▸ Fragmento de la página:

- - - -

La obra de Pedro de Alcalá traza la imagen de dos comunidades lingüísticas abocadas a una convivencia de destino incierto. En 1501 fray Pedro reconoce, en el prólogo al Vocabulista, haber sido ayudado por sabios alfaquíes en su elaboración. Cuatro años más tarde, en 1505, en el colofón redactado antes de entrar en la imprenta, el autor solicita la indulgencia de los lectores por los muchos errores que la obra contiene, pues ya no encuentra quien pueda asesorarle en lo que al árabe se refiere. En el intervalo de cinco años los acontecimientos se habían precipitado: en 1499, la revuelta del Albaicín había tenido como resultado la abolición de aquel primer acuerdo de rendición en virtud del cual los granadinos mantendrían su religión, habla y costumbres. La conversión a partir de entonces fue obligatoria. Fray Hernando de Talavera, primer arzobispo de Granada (que pertenecía también a la orden de San Jerónimo y del que fray Pedro era confesor), encuentra ante sí la tarea de impartir la doctrina cristiana a los nuevamente convertidos, cosa que se propuso hacer dirigiéndose a ellos en árabe.

- - - -

▸ Enunciado A: Traduce al inglés esta oración del fragmento sobre Pedro de Alcalá: "En 1501 fray Pedro reconoce, en el prólogo al Vocabulista, haber sido ayudado por sabios alfaquíes en su elaboración."
▸ Enunciado B: Prosigue el fragmento sobre Pedro de Alcalá a partir de su última oración.

▸ Material proporcionado:
- - - -

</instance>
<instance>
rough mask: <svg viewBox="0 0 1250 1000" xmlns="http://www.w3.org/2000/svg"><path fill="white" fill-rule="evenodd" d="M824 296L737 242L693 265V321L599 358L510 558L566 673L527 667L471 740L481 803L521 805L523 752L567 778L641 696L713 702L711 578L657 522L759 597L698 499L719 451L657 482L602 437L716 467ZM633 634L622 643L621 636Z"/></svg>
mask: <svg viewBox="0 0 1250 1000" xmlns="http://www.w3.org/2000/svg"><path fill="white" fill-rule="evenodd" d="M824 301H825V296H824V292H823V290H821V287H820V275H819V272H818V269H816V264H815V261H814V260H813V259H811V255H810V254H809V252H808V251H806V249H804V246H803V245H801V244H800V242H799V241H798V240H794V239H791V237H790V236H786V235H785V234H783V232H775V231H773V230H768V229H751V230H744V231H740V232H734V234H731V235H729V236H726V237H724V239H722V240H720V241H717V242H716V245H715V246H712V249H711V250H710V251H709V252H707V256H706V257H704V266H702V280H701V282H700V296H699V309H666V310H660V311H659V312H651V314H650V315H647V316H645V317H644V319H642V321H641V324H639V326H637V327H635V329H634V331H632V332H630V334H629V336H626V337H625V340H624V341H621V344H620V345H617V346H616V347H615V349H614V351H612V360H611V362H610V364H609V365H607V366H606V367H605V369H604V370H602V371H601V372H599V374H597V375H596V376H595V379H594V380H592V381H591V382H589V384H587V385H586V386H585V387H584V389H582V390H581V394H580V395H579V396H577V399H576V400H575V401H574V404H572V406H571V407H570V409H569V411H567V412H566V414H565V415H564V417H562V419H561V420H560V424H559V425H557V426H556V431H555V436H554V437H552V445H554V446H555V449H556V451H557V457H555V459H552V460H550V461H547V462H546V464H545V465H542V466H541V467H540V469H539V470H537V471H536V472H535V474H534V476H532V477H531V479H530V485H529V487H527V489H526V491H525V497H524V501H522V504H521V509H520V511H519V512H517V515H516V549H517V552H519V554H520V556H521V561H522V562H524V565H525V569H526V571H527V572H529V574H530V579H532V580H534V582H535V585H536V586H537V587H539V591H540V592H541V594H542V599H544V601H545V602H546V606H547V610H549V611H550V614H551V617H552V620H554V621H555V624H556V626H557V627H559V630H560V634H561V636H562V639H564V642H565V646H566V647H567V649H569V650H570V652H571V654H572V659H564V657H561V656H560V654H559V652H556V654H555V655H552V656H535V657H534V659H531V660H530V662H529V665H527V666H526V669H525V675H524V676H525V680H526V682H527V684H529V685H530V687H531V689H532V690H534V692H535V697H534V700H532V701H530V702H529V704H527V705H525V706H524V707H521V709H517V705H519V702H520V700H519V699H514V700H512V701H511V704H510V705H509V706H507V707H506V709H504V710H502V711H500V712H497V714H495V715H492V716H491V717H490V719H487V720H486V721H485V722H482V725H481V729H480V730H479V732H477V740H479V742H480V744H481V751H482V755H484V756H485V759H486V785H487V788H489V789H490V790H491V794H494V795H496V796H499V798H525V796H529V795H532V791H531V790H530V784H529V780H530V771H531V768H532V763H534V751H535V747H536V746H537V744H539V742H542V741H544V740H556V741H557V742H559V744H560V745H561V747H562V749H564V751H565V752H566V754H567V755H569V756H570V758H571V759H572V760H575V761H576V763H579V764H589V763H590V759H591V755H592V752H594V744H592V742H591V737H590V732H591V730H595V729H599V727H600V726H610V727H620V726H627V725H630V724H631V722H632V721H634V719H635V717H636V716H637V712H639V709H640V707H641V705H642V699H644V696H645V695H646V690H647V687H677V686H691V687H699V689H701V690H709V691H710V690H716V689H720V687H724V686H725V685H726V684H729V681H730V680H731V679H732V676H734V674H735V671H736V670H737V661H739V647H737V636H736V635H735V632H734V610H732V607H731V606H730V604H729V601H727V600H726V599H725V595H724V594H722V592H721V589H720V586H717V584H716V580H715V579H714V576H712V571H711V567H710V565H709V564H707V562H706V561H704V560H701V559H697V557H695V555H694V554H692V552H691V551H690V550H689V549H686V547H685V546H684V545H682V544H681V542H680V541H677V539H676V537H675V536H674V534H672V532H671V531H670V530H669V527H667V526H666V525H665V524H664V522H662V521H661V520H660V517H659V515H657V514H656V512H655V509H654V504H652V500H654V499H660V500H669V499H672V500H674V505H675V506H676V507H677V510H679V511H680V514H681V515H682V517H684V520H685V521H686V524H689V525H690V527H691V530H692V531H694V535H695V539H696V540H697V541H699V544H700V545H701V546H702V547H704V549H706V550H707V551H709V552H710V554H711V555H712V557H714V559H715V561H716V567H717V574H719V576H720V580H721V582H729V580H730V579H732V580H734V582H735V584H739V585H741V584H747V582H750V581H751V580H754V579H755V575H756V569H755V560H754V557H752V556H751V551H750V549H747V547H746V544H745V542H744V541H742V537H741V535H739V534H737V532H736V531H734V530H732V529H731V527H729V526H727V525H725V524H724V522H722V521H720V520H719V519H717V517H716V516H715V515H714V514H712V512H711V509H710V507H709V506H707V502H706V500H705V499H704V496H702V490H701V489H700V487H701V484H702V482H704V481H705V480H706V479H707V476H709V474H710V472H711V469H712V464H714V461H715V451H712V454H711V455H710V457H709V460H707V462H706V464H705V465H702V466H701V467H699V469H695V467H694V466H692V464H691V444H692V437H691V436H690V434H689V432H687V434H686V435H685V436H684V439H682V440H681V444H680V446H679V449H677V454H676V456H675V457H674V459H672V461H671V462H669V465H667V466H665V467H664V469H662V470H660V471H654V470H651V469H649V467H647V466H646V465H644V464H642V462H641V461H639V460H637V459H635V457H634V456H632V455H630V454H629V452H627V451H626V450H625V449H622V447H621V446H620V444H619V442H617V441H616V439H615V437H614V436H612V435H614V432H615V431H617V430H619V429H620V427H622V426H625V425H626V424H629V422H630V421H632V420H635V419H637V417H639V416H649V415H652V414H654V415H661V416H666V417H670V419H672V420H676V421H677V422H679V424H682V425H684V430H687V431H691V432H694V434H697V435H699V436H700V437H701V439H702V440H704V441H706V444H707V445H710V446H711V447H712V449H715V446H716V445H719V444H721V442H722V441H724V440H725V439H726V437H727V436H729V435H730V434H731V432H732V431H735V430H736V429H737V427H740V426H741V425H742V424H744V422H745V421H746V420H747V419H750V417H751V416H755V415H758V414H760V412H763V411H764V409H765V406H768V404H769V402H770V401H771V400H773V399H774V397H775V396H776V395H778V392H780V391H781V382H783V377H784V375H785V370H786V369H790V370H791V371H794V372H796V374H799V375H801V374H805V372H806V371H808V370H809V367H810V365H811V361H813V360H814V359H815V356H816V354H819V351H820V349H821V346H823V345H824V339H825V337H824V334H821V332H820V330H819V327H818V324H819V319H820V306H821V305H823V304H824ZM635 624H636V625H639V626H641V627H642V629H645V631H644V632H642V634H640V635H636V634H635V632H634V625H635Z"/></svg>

- - - -

▸ Resultado del ejercicio A: In 1501 Friar Pedro acknowledges, in the prologue to the Vocabulista, that he was helped by learned alfaquíes in its preparation.

▸ Resultado del ejercicio B:
Fruto de tal intención es el encargo de estas dos obras, que fueron concebidas de un modo muy práctico. En ambas, los textos árabes están escritos con caracteres latinos, rasgo que si bien algunos críticos atribuyen a la dificultad tipográfica que presentaba la utilización del alfabeto árabe, bien podría interpretarse como un hecho premeditado: facilitar a los misioneros desconocedores de esta lengua la lectura y uso de la obra. En lo que se refiere a su contenido, tras una breve exposición de los fundamentos gramaticales, el Arte comienza con la versión árabe de las oraciones básicas que debían acompañar la devoción cristiana: la señal de la cruz, el avemaría, el padrenuestro, el credo, la salve y el acto de contrición. A continuación, tras una breve exposición de la doctrina relativa a la confesión, ofrece a doble columna (castellano – árabe granadino) una guía para el confesor con preguntas guiadas por los mandamientos, los pecados capitales, las obras de misericordia, etc. El Arte concluye con la traducción del ordinario de la misa y algunas misas votivas.
La llegada de Jiménez de Cisneros a Granada en 1499, acompañando a los Reyes Católicos, provoca un cambio en la actitud hacia los musulmanes, a los que este arzobispo es partidario de convertir y evangelizar en castellano. Es difícil saber la utilidad real que tuvo esta obra finalmente. En todo caso, es claro testimonio de una de las actitudes religiosas adoptadas en su momento ante la cuestión de los moriscos, y –sin duda- un documento valiosísimo para el conocimiento del árabe hablado en Granada.